- [Data provided]:

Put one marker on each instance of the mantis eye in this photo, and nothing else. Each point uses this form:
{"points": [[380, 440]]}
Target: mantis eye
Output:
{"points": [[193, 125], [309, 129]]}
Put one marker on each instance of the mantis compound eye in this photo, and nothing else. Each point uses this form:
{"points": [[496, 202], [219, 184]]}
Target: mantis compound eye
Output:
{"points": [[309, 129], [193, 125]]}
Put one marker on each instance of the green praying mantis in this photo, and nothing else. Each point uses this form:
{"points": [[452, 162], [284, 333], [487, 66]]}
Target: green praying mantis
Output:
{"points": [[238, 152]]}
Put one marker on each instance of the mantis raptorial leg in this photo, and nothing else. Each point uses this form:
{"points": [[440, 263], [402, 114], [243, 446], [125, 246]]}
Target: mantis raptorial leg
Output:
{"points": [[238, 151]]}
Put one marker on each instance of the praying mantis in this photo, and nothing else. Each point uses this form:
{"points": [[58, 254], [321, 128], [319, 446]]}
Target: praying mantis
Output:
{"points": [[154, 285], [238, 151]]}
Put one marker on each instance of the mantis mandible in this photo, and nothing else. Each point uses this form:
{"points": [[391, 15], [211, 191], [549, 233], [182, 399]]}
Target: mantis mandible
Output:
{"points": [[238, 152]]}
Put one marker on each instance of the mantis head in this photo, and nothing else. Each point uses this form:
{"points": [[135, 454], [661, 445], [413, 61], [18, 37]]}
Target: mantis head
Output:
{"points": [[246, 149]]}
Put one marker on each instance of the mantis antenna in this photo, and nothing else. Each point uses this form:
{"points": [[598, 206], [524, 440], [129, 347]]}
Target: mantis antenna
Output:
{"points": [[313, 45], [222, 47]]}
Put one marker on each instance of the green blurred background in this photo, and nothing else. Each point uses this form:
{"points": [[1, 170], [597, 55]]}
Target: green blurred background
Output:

- [The problem]: Copy the items again, beginning at the line that has "Put one marker on each instance of the mantis compound" and stopping after the last of the items, with the requests left as they are. Multiply every point coordinate in the answers by 0.2 and round each result to a whole number, with halves rounded up.

- [The completed task]:
Put one marker on each instance of the mantis compound eye in this photo, and nothing else. Each point uses this form:
{"points": [[496, 202], [219, 184]]}
Target: mantis compound eye
Output:
{"points": [[62, 26], [39, 25]]}
Put one marker on each instance of the green praying mantis in this photo, and nothing else. Each point uses this form:
{"points": [[452, 162], [284, 333], [487, 66]]}
Target: green praying mantis
Output:
{"points": [[48, 30]]}
Put one marker on each instance of the mantis raptorial leg in this photo, and nothing else. Each point uses this form:
{"points": [[440, 263], [402, 114], [243, 446], [125, 246]]}
Target: mantis raptorial leg
Output:
{"points": [[48, 30]]}
Put one marker on each instance of the praying mantis in this photo, and nothing else. Each point uses this form:
{"points": [[58, 254], [321, 128], [319, 446]]}
Target: praying mantis
Output:
{"points": [[31, 57], [48, 30]]}
Put one marker on each instance of the mantis mandible in this photo, and nothing else. Each point uses this form:
{"points": [[391, 15], [211, 191], [549, 233], [182, 399]]}
Target: mantis mandible
Output:
{"points": [[48, 30]]}
Put one marker on each instance of the mantis head in this photo, and nothing else. Each point uses this form:
{"points": [[135, 454], [661, 445], [413, 61], [18, 37]]}
Target: mantis head
Output:
{"points": [[49, 30]]}
Put one marker on each instance of the mantis antenna in this photo, and nothing else. Each point uses this form:
{"points": [[598, 206], [524, 440], [129, 347]]}
Target: mantis antenna
Output:
{"points": [[63, 9], [44, 9]]}
Put one marker on each instance of the green blurred background in this photo, and nothing else. Each point uses this form:
{"points": [[1, 170], [597, 55]]}
Target: green blurred background
Output:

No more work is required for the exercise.